**The task:** Go through the entries one line at a time, and gather every line that has the word "with".

**Data excerpts:**
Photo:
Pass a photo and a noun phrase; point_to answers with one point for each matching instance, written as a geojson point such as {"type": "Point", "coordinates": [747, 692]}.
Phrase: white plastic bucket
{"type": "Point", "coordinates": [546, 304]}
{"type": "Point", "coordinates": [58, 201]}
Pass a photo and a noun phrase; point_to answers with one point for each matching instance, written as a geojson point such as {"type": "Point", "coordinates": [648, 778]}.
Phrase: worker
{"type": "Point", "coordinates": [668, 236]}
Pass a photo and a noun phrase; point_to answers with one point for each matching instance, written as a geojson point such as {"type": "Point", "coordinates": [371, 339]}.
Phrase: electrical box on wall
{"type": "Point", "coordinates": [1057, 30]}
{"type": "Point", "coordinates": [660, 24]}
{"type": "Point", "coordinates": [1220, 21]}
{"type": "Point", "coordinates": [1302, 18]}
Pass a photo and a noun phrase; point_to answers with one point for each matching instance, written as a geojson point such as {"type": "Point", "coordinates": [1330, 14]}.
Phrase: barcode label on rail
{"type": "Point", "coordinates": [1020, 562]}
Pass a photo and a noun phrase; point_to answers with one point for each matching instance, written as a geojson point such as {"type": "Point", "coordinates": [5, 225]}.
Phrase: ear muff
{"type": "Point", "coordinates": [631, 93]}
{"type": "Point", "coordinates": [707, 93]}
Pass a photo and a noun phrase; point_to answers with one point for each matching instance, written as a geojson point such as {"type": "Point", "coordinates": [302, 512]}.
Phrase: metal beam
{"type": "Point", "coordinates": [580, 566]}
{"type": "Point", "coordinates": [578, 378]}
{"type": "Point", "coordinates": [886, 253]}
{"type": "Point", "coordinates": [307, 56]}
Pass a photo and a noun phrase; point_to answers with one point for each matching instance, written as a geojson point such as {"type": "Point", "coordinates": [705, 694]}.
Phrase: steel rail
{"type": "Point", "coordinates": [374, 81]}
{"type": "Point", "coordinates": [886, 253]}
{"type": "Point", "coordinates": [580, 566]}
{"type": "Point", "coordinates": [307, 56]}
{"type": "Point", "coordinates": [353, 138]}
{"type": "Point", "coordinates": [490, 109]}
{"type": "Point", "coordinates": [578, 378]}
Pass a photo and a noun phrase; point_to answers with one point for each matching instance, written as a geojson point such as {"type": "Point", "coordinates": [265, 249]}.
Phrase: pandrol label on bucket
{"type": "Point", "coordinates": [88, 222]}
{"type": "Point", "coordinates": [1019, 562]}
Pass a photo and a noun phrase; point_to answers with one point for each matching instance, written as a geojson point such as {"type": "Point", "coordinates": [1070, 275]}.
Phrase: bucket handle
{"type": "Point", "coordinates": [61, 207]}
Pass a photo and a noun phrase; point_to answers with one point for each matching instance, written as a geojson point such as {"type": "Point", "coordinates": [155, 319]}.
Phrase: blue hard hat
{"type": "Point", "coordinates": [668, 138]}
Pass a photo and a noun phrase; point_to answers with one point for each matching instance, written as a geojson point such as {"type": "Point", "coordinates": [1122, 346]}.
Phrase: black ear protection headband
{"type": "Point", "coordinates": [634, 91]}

**Response to this task:**
Pass a photo and a noun phrase; point_to answers with one point for each matching instance, written as a geojson point such as {"type": "Point", "coordinates": [747, 692]}.
Pass a photo and a noun phrase; point_to answers with one point for each matching instance, written as a geojson point such as {"type": "Point", "coordinates": [648, 778]}.
Pass a photo and a noun phrase; point_to answers with one point for each matching instance, written as a geojson point such as {"type": "Point", "coordinates": [371, 339]}.
Pass a photo and a noun phrase; point_to answers with one point for each matching instance, written as a geojson point such as {"type": "Point", "coordinates": [1330, 14]}.
Pass a photo and a noun phrase; point_to answers with one point for each matching instance, written as a geojson point such as {"type": "Point", "coordinates": [5, 225]}.
Pass a photo and a noun phrase; point_to answers with one point for each matching instance, written as a geojson point such as {"type": "Point", "coordinates": [302, 512]}.
Pass a photo and a noun phrase; point_to answers with one point for each matching instance, written as a geojson point such as {"type": "Point", "coordinates": [705, 694]}.
Pass a photo and a noun phrase; point_to answers with one point for each matching instance, written as a geojson point such as {"type": "Point", "coordinates": [265, 249]}.
Pass a photo and a noun phrase; point_to answers with one point for each matching instance, written as a geojson point such as {"type": "Point", "coordinates": [1070, 275]}.
Pass a photo and a noun phrase; point_to answers with one point for each matching instance, written as a geojson point such as {"type": "Point", "coordinates": [155, 319]}.
Pass a photo and a noun phrase; point_to answers with one point for each matching instance, written as a geojson point such as {"type": "Point", "coordinates": [1122, 346]}.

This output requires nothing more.